[[ Source records open ]]

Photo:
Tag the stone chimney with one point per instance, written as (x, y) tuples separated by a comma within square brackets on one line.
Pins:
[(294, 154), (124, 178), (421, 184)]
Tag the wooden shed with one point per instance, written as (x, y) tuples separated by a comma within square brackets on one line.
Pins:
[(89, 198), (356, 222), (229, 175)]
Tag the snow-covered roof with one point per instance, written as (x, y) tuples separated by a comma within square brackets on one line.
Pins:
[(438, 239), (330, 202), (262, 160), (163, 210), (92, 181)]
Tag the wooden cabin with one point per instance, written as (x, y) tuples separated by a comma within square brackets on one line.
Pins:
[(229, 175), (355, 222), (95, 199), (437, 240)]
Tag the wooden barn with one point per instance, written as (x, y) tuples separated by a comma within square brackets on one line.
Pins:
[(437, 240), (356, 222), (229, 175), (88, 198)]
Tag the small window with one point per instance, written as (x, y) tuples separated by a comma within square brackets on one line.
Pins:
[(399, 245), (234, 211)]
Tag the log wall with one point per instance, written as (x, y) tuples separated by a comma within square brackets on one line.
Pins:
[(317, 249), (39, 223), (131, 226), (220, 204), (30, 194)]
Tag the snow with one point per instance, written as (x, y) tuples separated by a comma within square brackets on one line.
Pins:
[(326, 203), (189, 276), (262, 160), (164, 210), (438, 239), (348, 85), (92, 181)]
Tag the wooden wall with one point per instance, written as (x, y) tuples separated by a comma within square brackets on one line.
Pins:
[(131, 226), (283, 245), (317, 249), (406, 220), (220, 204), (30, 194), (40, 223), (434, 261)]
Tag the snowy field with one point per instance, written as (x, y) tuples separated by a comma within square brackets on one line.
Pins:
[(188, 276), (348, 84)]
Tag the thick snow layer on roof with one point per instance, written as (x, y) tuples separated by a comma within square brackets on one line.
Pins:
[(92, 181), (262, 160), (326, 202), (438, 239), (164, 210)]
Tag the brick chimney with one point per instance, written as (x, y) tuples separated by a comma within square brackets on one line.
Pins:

[[ Source records closed ]]

Instructions for the task – Extract every line from the one containing "Tag the snowy" to the end of the entries, including both of those lines, exactly as given and with nothing added.

Solution to this task –
Tag the snowy field with one point per instance, written as (x, y) tuples separated by a comma within square brackets on one line.
Pins:
[(188, 276), (348, 84)]
Tag the thick snow layer on roof with one point per instance, written as (x, y) tuples separated by a comma within square brackets on one line.
Pins:
[(92, 181), (262, 160), (326, 202), (438, 239), (164, 210)]
Tag the brick chimney with one point per instance, written as (x, y) tuples separated by a comma within square brackets on one line.
Pins:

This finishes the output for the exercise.